## PROBLEM REQUIREMENTS
The lines to be copied run from the one containing "Drop one marker on each instance of the car headlight" to the end of the material below; reproduce them exactly, including both ends, and nothing more.

## Extracted data entries
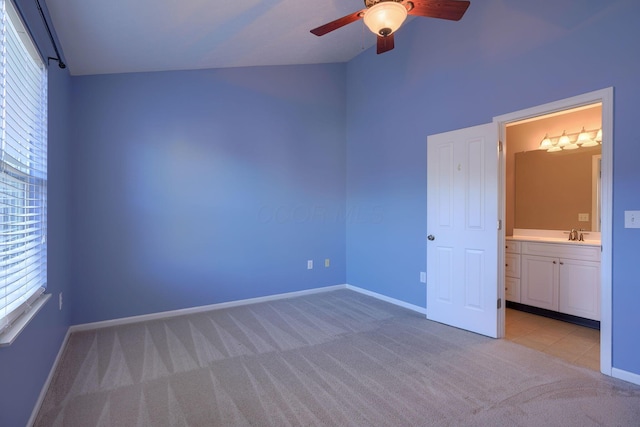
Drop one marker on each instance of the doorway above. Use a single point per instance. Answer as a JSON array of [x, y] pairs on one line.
[[605, 99]]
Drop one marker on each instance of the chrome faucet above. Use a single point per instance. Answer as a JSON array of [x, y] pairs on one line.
[[573, 235]]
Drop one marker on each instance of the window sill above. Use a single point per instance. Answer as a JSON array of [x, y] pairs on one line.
[[9, 336]]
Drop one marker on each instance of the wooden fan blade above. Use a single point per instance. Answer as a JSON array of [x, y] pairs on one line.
[[385, 44], [441, 9], [338, 23]]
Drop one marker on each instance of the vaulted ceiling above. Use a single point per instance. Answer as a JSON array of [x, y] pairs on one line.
[[117, 36]]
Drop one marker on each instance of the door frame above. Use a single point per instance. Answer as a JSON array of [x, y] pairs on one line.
[[605, 96]]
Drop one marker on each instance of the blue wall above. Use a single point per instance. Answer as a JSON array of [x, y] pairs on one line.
[[501, 57], [199, 187], [25, 365]]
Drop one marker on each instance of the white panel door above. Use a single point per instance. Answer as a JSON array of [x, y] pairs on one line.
[[462, 218]]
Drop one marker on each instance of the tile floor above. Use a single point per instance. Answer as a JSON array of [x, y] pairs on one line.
[[576, 344]]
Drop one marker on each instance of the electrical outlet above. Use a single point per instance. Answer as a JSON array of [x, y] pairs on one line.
[[631, 219]]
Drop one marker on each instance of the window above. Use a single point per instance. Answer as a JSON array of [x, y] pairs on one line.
[[23, 174]]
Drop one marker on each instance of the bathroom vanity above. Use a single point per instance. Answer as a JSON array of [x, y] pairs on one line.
[[553, 273]]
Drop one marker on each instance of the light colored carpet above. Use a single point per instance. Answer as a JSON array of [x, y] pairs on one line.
[[337, 358]]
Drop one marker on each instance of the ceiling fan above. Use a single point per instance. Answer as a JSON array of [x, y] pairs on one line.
[[384, 17]]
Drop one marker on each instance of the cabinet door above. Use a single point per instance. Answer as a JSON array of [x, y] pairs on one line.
[[539, 282], [580, 288], [512, 289]]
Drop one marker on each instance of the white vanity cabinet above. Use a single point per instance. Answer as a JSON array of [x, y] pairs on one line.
[[580, 288], [540, 281], [563, 277], [512, 271]]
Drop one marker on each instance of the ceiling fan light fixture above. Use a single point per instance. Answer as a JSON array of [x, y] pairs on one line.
[[385, 18]]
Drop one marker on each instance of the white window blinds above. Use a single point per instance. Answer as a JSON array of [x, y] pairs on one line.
[[23, 169]]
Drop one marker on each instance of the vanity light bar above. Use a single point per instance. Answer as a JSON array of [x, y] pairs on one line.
[[565, 142]]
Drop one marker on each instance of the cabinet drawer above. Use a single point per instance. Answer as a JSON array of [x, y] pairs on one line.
[[512, 247], [562, 250], [512, 265], [512, 289]]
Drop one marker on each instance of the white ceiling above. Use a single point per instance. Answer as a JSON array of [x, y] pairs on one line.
[[118, 36]]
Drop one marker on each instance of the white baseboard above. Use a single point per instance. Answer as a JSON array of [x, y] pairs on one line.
[[199, 309], [45, 386], [625, 375], [390, 300]]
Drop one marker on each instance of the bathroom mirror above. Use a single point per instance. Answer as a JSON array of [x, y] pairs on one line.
[[558, 190]]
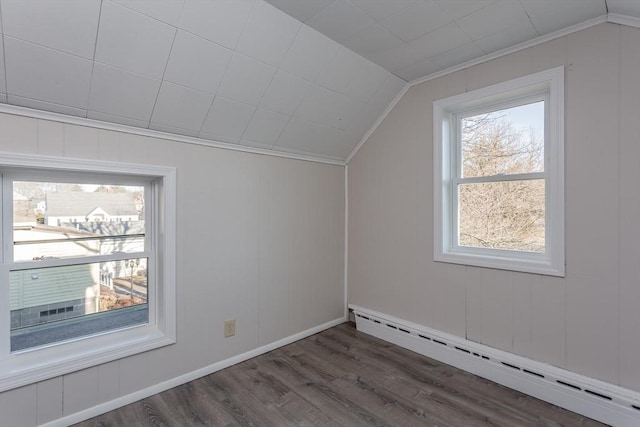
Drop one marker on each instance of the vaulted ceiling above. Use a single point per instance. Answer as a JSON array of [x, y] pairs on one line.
[[306, 76]]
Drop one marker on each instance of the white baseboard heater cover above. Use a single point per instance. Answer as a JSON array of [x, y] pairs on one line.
[[592, 398]]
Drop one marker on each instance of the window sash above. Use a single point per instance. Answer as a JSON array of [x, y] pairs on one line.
[[547, 86]]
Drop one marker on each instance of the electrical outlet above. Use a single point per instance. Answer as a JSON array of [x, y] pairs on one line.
[[229, 328]]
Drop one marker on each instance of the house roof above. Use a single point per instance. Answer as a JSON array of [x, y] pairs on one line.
[[81, 204], [312, 81]]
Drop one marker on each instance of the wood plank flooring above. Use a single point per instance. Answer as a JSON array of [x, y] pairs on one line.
[[340, 377]]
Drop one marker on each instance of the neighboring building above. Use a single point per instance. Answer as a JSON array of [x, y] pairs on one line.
[[74, 207], [47, 294], [22, 211]]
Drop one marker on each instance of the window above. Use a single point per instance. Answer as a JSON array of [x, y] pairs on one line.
[[88, 264], [498, 176]]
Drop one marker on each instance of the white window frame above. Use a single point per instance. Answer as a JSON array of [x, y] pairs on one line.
[[30, 366], [547, 85]]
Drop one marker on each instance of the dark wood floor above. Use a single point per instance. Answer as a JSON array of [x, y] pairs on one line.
[[340, 377]]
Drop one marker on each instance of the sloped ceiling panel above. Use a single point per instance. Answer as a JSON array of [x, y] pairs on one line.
[[415, 38], [234, 71]]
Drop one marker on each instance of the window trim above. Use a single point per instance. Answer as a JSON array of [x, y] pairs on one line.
[[38, 364], [552, 262]]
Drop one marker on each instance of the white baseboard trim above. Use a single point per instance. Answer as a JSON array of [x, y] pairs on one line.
[[182, 379], [592, 398]]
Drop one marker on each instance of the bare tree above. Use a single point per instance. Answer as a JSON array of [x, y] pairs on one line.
[[505, 214]]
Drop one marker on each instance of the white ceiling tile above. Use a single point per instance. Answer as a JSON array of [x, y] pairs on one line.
[[441, 40], [416, 20], [226, 120], [247, 143], [493, 19], [507, 38], [305, 137], [172, 129], [134, 42], [119, 92], [43, 74], [352, 75], [421, 69], [624, 7], [111, 118], [285, 93], [309, 52], [551, 15], [246, 80], [380, 9], [46, 106], [365, 87], [181, 107], [327, 108], [69, 26], [265, 127], [341, 20], [220, 21], [387, 91], [197, 63], [363, 122], [458, 55], [374, 38], [337, 74], [268, 34], [301, 9], [167, 11], [397, 58], [457, 9]]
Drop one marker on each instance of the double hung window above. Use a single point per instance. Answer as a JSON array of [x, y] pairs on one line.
[[498, 162], [87, 264]]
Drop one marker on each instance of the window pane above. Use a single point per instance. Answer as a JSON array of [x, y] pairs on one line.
[[73, 220], [503, 215], [504, 142], [54, 304]]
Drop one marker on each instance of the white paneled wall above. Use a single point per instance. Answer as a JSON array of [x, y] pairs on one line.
[[260, 240], [588, 322]]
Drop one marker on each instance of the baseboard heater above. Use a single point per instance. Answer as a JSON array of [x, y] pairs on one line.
[[592, 398]]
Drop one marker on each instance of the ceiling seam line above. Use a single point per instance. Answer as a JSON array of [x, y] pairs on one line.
[[166, 65]]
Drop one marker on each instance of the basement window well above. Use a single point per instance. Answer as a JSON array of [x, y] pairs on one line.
[[88, 255], [498, 164]]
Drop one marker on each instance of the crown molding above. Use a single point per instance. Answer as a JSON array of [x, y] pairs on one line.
[[82, 121], [521, 46], [630, 21]]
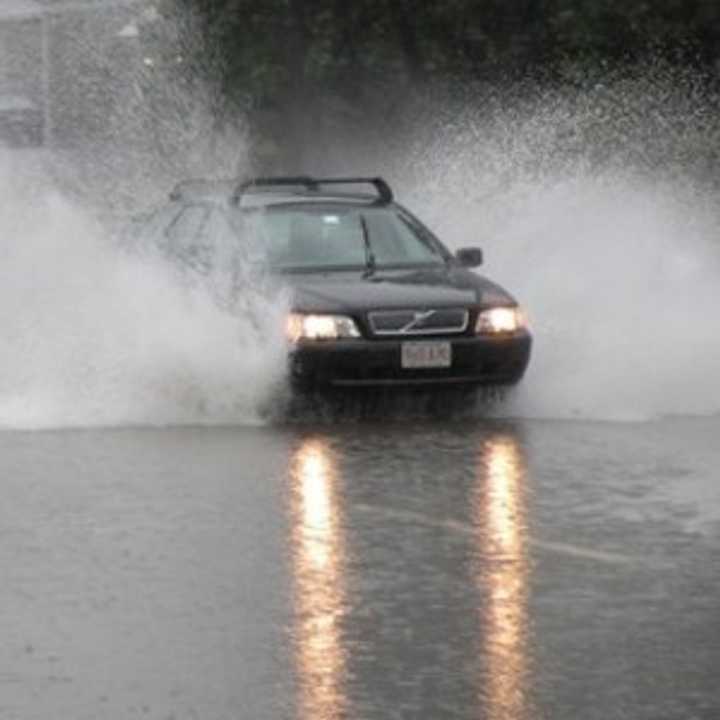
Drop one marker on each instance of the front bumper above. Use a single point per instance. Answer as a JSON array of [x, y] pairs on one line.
[[476, 361]]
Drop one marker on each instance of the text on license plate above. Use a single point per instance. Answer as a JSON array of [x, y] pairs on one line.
[[426, 354]]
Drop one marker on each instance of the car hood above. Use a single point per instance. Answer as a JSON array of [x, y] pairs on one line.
[[357, 292]]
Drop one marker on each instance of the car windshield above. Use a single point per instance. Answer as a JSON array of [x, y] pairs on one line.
[[305, 238]]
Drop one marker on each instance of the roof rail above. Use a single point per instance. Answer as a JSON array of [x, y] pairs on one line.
[[385, 194]]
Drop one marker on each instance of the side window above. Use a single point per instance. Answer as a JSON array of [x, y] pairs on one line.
[[188, 237]]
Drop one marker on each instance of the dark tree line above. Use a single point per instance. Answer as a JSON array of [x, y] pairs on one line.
[[314, 60]]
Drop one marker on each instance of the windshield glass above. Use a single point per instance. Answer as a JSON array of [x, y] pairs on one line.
[[302, 237]]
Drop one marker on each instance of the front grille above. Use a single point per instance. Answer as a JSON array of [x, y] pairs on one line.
[[444, 321]]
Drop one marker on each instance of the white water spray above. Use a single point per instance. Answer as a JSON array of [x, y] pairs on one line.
[[617, 263], [92, 336]]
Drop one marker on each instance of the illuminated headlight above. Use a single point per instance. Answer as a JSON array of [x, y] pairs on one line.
[[320, 327], [497, 321]]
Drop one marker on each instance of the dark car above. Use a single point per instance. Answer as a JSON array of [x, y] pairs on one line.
[[377, 300]]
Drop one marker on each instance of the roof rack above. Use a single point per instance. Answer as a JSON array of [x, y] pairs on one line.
[[385, 194]]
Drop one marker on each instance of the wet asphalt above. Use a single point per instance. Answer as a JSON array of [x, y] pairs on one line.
[[509, 570]]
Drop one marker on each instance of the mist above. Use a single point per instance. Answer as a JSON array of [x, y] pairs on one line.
[[595, 203]]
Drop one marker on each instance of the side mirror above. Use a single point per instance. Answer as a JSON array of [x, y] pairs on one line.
[[469, 257]]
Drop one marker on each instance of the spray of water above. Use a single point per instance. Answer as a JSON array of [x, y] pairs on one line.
[[598, 208], [93, 336]]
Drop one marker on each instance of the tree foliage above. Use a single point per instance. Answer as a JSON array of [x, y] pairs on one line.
[[313, 59]]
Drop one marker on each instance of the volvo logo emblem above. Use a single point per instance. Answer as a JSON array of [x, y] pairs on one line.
[[418, 317]]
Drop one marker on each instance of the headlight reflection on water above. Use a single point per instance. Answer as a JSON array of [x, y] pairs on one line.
[[318, 573], [503, 576]]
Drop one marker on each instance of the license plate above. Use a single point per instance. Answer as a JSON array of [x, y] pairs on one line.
[[426, 354]]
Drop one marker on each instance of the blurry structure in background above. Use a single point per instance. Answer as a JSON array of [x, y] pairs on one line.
[[22, 73], [69, 68], [318, 548], [501, 518]]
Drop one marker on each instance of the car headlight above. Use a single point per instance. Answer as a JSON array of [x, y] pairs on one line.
[[498, 321], [320, 327]]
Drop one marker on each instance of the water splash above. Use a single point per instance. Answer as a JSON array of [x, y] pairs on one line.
[[598, 209], [92, 336]]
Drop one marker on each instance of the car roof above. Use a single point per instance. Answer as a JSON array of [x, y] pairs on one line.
[[224, 191]]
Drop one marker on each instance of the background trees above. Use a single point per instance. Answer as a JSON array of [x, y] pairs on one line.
[[324, 63]]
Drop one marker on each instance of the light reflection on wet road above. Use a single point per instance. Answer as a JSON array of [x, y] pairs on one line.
[[501, 570]]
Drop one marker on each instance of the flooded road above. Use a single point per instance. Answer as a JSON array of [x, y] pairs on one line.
[[496, 569]]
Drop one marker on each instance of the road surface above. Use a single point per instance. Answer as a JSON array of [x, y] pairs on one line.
[[509, 570]]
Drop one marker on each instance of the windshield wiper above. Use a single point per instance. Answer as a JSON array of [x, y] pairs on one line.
[[370, 261]]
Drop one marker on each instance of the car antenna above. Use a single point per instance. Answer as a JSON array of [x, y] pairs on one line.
[[370, 261]]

## EXERCISE RESPONSE
Drop one marker on each instance of the car headlight above. Use a single point per instance. Answer as a JSON array of [x, y] pairs on one line.
[[498, 321], [320, 327]]
Drop one marker on each instance of the water splash above. Use a single point per instance. Answer as a JSON array of [x, y] pairs on one line.
[[598, 209], [92, 336]]
Drop one marker on each instance of the car roof above. Use a single point per instance. Answer as a JSON array of [x, y] pairs on one line.
[[224, 191]]
Drop one marker on each instance of the background trees above. Use a single point per instance. Answer as a JSON array of [x, y] pairs on one line.
[[324, 63]]
Drop one marker on each instance of the light reflection on wet road above. Use a single point per instance. Answer as a JSON array of [x, y] pairs on one line.
[[501, 570]]
Drop one marker on each instance of the flooded road above. Use a single point per instance. Answer as a JSON array of [x, y] pairs on one line.
[[496, 569]]
Drop one marker on each instance of the road surface above. Use a single point per instance. Answer as a JSON array of [x, y] pairs on one line.
[[509, 570]]
Drop one marker on each instance of the windshield wiper above. Use a single point per instance. Answer as a JSON array of [x, y] pairs on one line.
[[370, 261]]
Drop one marker on each instance of the car antenna above. Use a single point per instance. Answer as a JSON array of [x, y] pairs on one line.
[[370, 261]]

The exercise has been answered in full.